Problem description => Express every line of the listing below as a JSON list of strings, one string per line, with blank lines omitted. Leave the pictures out.

Data taken from a collection
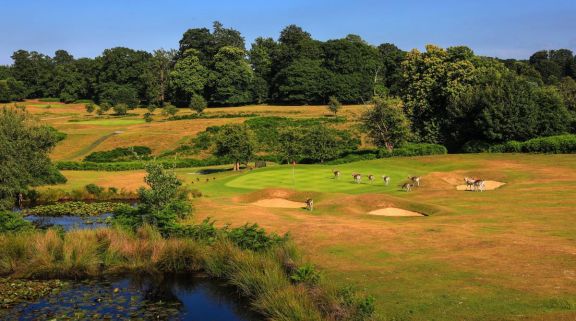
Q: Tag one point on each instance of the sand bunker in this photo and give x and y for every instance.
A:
(392, 211)
(279, 203)
(488, 186)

The result =>
[
  "Q: Tag one point on each instance of the sand bunker in this photo and give x and y for every instance.",
  "A:",
  "(392, 211)",
  "(279, 203)",
  "(488, 186)"
]